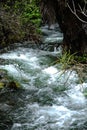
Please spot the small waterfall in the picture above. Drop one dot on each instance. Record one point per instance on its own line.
(50, 98)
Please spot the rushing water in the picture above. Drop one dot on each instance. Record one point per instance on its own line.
(49, 99)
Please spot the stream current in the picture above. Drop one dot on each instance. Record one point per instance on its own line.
(49, 99)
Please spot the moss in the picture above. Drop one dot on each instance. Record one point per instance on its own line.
(1, 85)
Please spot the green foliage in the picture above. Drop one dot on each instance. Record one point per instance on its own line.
(19, 20)
(81, 59)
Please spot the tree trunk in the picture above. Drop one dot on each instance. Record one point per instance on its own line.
(74, 29)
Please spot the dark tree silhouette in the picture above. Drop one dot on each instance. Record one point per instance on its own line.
(72, 18)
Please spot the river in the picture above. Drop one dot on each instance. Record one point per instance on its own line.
(49, 99)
◆ ◆ ◆ ◆ ◆
# Your objective
Beginning with the line that contains "Please spot the moss", repeat every line through the end of the records and nothing more.

# Written reply
Please spot the moss in the picture above. Drop one dot on each instance. Record one point per instance on its own line.
(1, 85)
Please spot the green foliage in the picture above. Drop one dot on each instance. Record one point per instance on its own line.
(19, 20)
(81, 59)
Please spot the tree trunk in the picture above. Drop one dot on each instance. Record one point per instance on its own line.
(74, 29)
Please spot the dark tree silhouette in the picture above. Drop one dot on each instance. Record one point per instance on its own line.
(72, 18)
Please spot the river in the picture above. Drop one dot on each instance. Record one point per instance on its own line.
(49, 99)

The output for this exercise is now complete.